### Exercise
Give the records again exactly, with every character kept.

### Listed records
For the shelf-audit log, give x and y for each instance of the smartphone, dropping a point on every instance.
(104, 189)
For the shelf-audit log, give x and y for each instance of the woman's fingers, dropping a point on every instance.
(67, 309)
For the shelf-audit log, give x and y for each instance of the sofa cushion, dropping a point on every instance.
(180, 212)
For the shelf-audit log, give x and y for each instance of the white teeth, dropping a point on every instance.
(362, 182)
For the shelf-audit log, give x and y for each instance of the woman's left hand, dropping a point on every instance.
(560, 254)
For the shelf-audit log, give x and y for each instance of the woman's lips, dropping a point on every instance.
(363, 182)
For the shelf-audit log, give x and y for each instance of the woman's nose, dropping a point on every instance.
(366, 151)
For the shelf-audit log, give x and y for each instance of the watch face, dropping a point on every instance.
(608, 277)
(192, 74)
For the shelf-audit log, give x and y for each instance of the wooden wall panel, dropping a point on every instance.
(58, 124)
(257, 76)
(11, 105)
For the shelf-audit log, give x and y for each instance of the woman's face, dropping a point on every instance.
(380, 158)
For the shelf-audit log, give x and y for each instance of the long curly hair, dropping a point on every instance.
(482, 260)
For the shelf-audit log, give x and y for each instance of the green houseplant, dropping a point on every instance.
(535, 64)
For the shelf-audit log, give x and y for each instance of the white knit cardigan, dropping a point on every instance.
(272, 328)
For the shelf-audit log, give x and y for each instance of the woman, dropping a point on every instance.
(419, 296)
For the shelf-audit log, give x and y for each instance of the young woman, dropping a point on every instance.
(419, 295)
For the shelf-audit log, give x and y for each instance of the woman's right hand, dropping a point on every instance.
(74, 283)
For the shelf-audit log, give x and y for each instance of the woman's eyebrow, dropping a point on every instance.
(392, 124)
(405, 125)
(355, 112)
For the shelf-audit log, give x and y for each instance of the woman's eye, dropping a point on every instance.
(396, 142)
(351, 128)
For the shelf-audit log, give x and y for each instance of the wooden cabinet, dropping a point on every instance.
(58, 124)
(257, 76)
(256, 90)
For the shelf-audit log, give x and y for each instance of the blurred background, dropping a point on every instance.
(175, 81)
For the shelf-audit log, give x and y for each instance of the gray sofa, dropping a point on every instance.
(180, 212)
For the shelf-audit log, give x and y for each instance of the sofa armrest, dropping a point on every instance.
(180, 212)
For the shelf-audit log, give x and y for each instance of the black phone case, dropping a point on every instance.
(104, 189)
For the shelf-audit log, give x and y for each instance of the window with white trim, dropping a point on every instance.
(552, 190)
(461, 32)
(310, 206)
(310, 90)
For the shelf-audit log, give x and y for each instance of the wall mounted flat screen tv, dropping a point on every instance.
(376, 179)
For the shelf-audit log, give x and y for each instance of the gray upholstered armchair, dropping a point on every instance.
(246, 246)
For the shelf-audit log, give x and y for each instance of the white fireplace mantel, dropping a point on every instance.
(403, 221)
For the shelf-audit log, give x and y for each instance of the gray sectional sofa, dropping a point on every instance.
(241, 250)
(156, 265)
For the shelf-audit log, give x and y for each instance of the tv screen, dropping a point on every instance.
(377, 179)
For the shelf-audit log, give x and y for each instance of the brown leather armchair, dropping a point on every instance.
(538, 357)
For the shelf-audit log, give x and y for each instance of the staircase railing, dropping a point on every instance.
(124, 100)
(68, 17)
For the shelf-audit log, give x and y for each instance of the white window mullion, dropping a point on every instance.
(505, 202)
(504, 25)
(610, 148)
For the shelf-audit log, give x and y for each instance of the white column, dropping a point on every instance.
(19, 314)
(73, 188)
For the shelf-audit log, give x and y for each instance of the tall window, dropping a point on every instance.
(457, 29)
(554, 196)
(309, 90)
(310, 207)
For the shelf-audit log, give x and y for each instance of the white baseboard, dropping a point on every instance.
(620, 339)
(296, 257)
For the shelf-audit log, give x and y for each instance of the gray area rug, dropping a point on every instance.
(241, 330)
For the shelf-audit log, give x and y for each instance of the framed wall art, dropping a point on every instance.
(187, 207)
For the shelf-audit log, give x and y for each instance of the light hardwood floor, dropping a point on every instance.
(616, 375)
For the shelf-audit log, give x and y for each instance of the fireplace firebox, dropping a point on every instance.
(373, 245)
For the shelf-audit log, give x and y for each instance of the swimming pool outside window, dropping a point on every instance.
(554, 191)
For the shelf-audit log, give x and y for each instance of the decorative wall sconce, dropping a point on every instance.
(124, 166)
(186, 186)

### Result of this task
For the shelf-audit log, give x and y for each instance of the smartphone, dropping a point on every instance.
(104, 189)
For the shelf-audit log, give x and y for each instance of the woman's fingers, dropping a point on every instance.
(67, 309)
For the shelf-audit log, give x and y for each instance of the sofa cushion, dropping a point on every instance.
(180, 212)
For the shelf-audit log, give x and y for each instance of the white teeth, dropping a point on every instance.
(362, 182)
For the shelf-audit log, give x and y for each instance of the woman's left hand, dropping a point on every instance.
(560, 254)
For the shelf-audit log, give x and y for each instance of the woman's lips, dropping a point on every instance.
(363, 182)
For the shelf-audit log, give x and y for each instance of the woman's nose, dropping a point on every instance.
(366, 151)
For the shelf-audit log, give x and y for each instance of the watch face, dropping a point on every instance.
(608, 277)
(192, 74)
For the shelf-audit log, give x and y for each instance of the wooden wall panel, dropping a point on every instance.
(58, 124)
(257, 76)
(11, 105)
For the shelf-audit log, give x and y for each instance of the woman's face, dropping a point on every instance.
(380, 158)
For the shelf-audit log, give x and y for each instance of the long curly hair, dropping a point on every instance.
(482, 260)
For the shelf-audit log, give x and y for each instance of the green houseplant, dropping a point on every instance.
(535, 64)
For the shelf-audit log, give x and y for each instance of the white knit cardigan, dropping a point on every instance.
(272, 328)
For the shelf-audit log, give x and y for each instance of the woman, dropping a point on every instance.
(419, 296)
For the shelf-audit log, give x and y for each instance of the young woman, dropping a point on every instance.
(419, 295)
For the shelf-audit log, give x and y for each instance of the woman's right hand, dropping a point on every instance.
(74, 283)
For the shelf-audit log, give x and y for each instance of the woman's eyebrow, dropping a point on every instance.
(392, 124)
(405, 125)
(355, 112)
For the shelf-audit log, give x and y for each instance of the woman's eye, dropping a point on every instance.
(396, 142)
(351, 128)
For the shelf-audit log, give x and y for each instance of the wooden cabinet, dropping a point on every instance.
(58, 124)
(257, 76)
(256, 90)
For the shelf-audit log, give x and y for each instance of the blurred background, dropping a point on every instance.
(175, 81)
For the shelf-audit log, give x and y for each instance of the gray sofa, dropping a point on every instance.
(180, 212)
For the shelf-audit log, give x and y for each instance of the sofa armrest, dropping a point on every instance.
(180, 212)
For the shelf-audit log, give x and y for each instance of the black phone case, dropping a point on every instance.
(104, 189)
For the shelf-audit log, give x and y for each instance of the window with white trim, dropping a point on every instance.
(552, 190)
(461, 32)
(310, 206)
(310, 90)
For the shelf-audit log, give x and y for each instance of the wall mounted flat screen tv, dropping a point on every instance.
(376, 179)
For the shelf-audit log, give x and y for each instance of the gray upholstered armchair, dropping a point on every instance.
(246, 246)
For the shelf-audit log, give x and y for each instance of the white fireplace mantel, dropping a point on every instance.
(403, 221)
For the shelf-audit log, give x and y for each instance of the gray sectional sofa, dropping a point on every instance.
(241, 250)
(156, 265)
For the shelf-audit log, give x and y for each instance of the tv screen, dropping a point on every instance.
(377, 179)
For the shelf-audit log, give x and y for each instance of the brown leather armchair, dropping a point on every instance.
(538, 357)
For the shelf-audit log, give x and y for each instance of the staircase railing, dropping a point on every instance.
(124, 100)
(68, 17)
For the shelf-audit log, give x and y for each instance of the white window mullion, dropping a point on every instance.
(505, 202)
(504, 25)
(610, 148)
For the shelf-audit log, give x and y for each instance of the white column, dropping a point on every instance.
(19, 314)
(73, 188)
For the shelf-audit log, give x and y for each instance of the tall window, dropping a point on every instance.
(457, 29)
(554, 196)
(309, 90)
(310, 207)
For the shelf-audit log, give x and y for each instance of the white baseboard, dropping a point on every instance.
(620, 339)
(296, 257)
For the shelf-audit log, give x and y for each instance of the gray area rug, dropping a point on every instance.
(241, 330)
For the shelf-audit log, give x and y for each instance of the framed wall art, dropping a point on every instance.
(187, 207)
For the shelf-audit log, give x and y for each instance of the light hardwood floor, dropping a point on every instance.
(616, 375)
For the shelf-audit log, give x and y for each instance of the fireplace firebox, dropping a point on every instance.
(373, 245)
For the shelf-audit log, give x and y for each instance of the swimming pool outside window, dropping a point on every instance.
(554, 191)
For the shelf-audit log, give x and y for each instance of the decorative wall sconce, dropping a point on every instance.
(124, 166)
(186, 186)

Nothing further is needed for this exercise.